● PASSAGE GIVEN
** begin **

Lines

Namespace: dftracer::utils::utilities::fileio::lines

struct Line

Represents a single line of text with metadata.

This structure holds a line’s content along with its line number, enabling easy tracking and processing of lines from various sources.

NOTE: Uses string_view for zero-copy performance. The view is only valid until the next call to next() on the iterator.

Public Functions

inline Line()
inline Line(std::string_view content_, std::size_t line_number_)
inline bool empty() const
inline std::size_t size() const

Public Members

std::string_view content
std::size_t line_number
class LineBytesRange

Type-erased range of lines from byte boundaries.

This class provides a unified interface for iterating over lines within byte ranges from different sources (indexed files, plain files) using std::variant for type erasure. It mirrors the design of LineRange but operates on byte offsets instead of line numbers.

Line boundaries are automatically aligned to ensure complete lines.

Usage:

// From indexed file with byte range
auto reader = ReaderFactory::create("file.gz", "/data/.dftindex");
LineBytesRange range1 = LineBytesRange::from_indexed_file(reader, 1000,
5000);

// From plain file with byte range
LineBytesRange range2 = LineBytesRange::from_plain_file("data.txt", 1000,
5000);

// Iterate uniformly
while (range1.has_next()) {
    Line line = range1.next();
    // Process line...
}

Public Types

using Iterator = LineIterator<LineBytesRange>

Public Functions

LineBytesRange() = default

Default constructor creates empty range.

inline bool has_next() const

Check if more lines are available.

inline Line next()

Get the next line.

** end **

● DATA SHOWN

** begin **

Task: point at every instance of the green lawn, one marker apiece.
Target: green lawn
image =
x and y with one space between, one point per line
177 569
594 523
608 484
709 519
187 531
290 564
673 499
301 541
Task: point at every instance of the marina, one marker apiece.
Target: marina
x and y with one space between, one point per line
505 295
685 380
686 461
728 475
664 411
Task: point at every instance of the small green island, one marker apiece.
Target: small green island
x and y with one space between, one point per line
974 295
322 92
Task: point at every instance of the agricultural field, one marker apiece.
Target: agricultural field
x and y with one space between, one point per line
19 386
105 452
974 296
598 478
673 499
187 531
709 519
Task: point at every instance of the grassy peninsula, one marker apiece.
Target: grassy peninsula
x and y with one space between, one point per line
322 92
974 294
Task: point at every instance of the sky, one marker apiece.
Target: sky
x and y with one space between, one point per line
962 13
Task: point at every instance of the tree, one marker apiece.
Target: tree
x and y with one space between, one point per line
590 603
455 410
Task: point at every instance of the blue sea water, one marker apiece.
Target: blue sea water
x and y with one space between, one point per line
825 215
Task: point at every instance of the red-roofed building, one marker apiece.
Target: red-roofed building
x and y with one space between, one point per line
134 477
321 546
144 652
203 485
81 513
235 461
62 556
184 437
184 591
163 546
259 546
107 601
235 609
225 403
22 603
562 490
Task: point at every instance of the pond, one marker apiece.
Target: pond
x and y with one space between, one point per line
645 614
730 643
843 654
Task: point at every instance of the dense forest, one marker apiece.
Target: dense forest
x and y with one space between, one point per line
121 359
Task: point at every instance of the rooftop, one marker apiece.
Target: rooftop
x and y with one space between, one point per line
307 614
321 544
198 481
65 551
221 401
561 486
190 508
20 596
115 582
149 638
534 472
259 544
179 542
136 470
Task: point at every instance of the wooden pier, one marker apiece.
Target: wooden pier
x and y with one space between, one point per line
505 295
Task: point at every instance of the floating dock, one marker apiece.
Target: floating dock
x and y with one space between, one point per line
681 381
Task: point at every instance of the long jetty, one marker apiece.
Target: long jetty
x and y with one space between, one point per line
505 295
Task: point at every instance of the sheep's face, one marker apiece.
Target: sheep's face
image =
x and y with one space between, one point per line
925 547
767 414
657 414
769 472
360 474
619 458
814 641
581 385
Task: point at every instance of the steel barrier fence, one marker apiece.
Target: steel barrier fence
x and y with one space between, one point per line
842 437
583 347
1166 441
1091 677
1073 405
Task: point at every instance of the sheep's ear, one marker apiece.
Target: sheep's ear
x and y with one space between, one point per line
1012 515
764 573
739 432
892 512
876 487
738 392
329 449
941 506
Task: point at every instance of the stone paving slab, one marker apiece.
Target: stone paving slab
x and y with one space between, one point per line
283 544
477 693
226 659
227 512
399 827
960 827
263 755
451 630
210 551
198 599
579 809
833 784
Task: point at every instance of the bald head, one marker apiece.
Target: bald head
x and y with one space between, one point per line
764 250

** end **

● PROBLEMS TO SOLVE
1. Which public functions does the lines namespace documentation above list for the struct Line?
2. Write the next part of the lines namespace documentation, picking up after its final entry.

● TASK-BY-TASK RESULTS
1.
- inline Line()
- inline Line(std::string_view content_, std::size_t line_number_)
- inline bool empty() const
- inline std::size_t size() const

2.
Throws:

std::runtime_error – if no more lines available

Returns:

Line object with content and line number

inline std::size_t current_position() const

Get the current line position.

inline std::vector<Line> collect()

Collect all remaining lines into a vector.

Returns:

Vector of all lines

inline std::vector<Line> take(std::size_t n)

Collect up to N lines into a vector.

Parameters:

n – Maximum number of lines to collect

Returns:

Vector of up to N lines

template<typename Func>
inline void for_each(Func &&func)

Apply a function to each line.

Parameters:

func – Function to apply to each line

template<typename Predicate>
inline std::vector<Line> filter(Predicate &&predicate)

Filter lines based on a predicate.

Parameters:

predicate – Function that returns true for lines to keep

Returns:

Vector of lines that match the predicate

inline Iterator begin()

Get an iterator to the beginning.

inline Iterator end()

Get an iterator to the end.

Public Static Functions

static inline LineBytesRange from_indexed_file(std::shared_ptr<reader::internal::Reader> reader, std::size_t start_byte, std::size_t end_byte)

Create LineBytesRange from indexed file (gzip, tar.gz, etc.).

Reads lines that fall within the specified byte range. Line boundaries are automatically aligned.

Parameters:
  • reader – Shared pointer to Reader

  • start_byte – Starting byte offset (0-based, inclusive)

  • end_byte – Ending byte offset (0-based, exclusive)

static inline LineBytesRange from_plain_file(const std::string &file_path, std::size_t start_byte, std::size_t end_byte)

Create LineBytesRange from plain text file.

Reads lines that fall within the specified byte range. Line boundaries are automatically aligned.

Parameters:
  • file_path – Path to plain text file

  • start_byte – Starting byte offset (0-based, inclusive)

  • end_byte – Ending byte offset (0-based, exclusive)

template<typename Container>
class LineIterator

Generic input iterator template for line-by-line access.

This template provides a reusable iterator implementation for any container that implements has_next() and next() methods. It eliminates code duplication across LineRange, LineBytesRange, and IndexedFileLineIterator.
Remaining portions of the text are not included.